## Aim of the task
Please reproduce the stretch of the alert runbook from "5 missing, 7" through "the billing database." word for word.

## Selected passage
========================
Alert rule: APPUiOCloudReportingMissingData
Please consider opening a PR to improve this runbook if you gain new information about causes of the alert, or how to debug or resolve the alert. Click "Edit this Page" in the top right corner to create a PR directly on GitHub. |
Overview
APPUiO Cloud Reporting is missing data to link either categories, tenants or products to their representation in the ERP, or there might be inconsistencies in the data that can cause wrong amounts billed in the invoices. The next invoice run might fail.
This alert only fires for the last week (7 days) of each month. |
Steps for debugging
The mapping should be done automatically. Check APPUiOCloudReportingDatabaseTenantMappingFailed first. |
Inform the product owner of APPUiO Cloud. The situation will usually be handled by the product owner. In absence of the product owner, inform Aldebaran. Use the following instructions to resolve the situation should neither be available. |
Identify if data is missing or inconsistent.
There are two possible cases and you might see one or both of them.
-
Identify the missing fields from the pod log
kubectl -n appuio-cloud-reporting logs $(kubectl -n appuio-cloud-reporting get job -l cron-job-name=check-missing --field-selector status.successful=0 -o name | tail -n1) --all-containers
If the pod has been deleted, you can also use this Kibana URL.
-
Look at the last line of the log.
5 missing, 7 inconsistent entries found.
-
Continue with the steps for the missing data or the inconsistent data where the count is greater than 0.
Inconsistent data
Inconsistent fact entries can be caused by changes to the during
time ranges of the corresponding dimension after facts were already created.
The entries should be deleted and re-created.
-
Connect to the database
Connect with the billing database.
INSTANCE_NS=$(kubectl -n appuio-cloud-reporting get vshnpostgresql cloud-reporting-db-prod -o jsonpath='{.status.instanceNamespace}') kubectl -n ${INSTANCE_NS} port-forward svc/primary-service 5432 & DB_USER=$(kubectl -n appuio-cloud-reporting get secret/reporting-db-prod-cred -o jsonpath='{.data.POSTGRESQL_USER}' | base64 --decode) DB_NAME=$(kubectl -n appuio-cloud-reporting get secret/reporting-db-prod-cred -o jsonpath='{.data.POSTGRESQL_DB}' | base64 --decode) export PGPASSWORD=$(kubectl -n appuio-cloud-reporting get secret/reporting-db-prod-cred -o jsonpath='{.data.POSTGRESQL_PASSWORD}' | base64 --decode) psql -U "${DB_USER}" -w -h localhost "${DB_NAME}"
========================
## Material provided
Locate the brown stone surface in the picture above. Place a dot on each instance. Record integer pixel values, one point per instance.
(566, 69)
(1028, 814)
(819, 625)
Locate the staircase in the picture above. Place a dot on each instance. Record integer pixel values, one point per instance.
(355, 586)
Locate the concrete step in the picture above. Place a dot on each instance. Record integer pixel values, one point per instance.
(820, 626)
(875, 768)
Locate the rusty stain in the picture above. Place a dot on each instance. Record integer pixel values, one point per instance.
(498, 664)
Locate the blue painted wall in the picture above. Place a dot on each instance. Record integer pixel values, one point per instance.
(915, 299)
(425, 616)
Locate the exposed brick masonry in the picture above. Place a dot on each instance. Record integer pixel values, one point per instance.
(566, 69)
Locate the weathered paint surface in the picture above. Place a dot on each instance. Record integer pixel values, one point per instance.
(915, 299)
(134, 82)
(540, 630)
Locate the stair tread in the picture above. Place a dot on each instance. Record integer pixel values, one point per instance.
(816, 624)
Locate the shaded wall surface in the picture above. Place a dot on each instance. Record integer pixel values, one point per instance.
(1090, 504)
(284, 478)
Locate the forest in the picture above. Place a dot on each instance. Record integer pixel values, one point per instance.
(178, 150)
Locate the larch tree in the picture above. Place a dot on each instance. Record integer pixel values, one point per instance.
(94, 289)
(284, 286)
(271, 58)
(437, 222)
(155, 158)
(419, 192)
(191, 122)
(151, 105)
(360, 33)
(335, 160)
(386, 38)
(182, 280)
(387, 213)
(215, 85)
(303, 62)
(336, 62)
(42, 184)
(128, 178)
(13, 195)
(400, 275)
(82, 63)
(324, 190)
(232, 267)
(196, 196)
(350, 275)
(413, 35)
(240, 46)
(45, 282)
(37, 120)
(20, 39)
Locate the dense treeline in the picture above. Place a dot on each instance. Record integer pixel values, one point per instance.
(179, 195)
========================
## Final result
5 missing, 7 inconsistent entries found.
-
Continue with the steps for the missing data or the inconsistent data where the count is greater than 0.
Inconsistent data
Inconsistent fact entries can be caused by changes to the during
time ranges of the corresponding dimension after facts were already created.
The entries should be deleted and re-created.
-
Connect to the database
Connect with the billing database.